INFORMATION GIVEN
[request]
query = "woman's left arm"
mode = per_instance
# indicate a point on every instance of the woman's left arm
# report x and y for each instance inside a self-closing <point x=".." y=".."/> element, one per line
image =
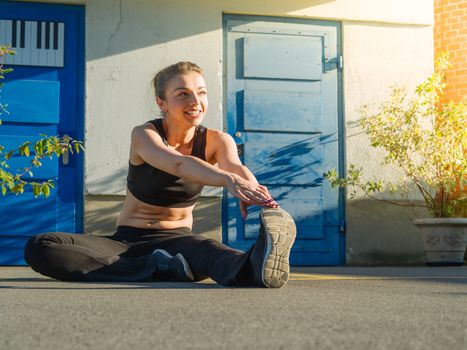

REQUIRED TASK
Could you rewrite the items above with "left" changed to "right" everywhere and everything else unchanged? Leave the pictures out.

REPLY
[request]
query = "woman's right arm"
mode = per_instance
# indicate a point on every instance of the woman's right arm
# report x and y for each instance inside a self-closing <point x=".." y=".."/> element, one per line
image =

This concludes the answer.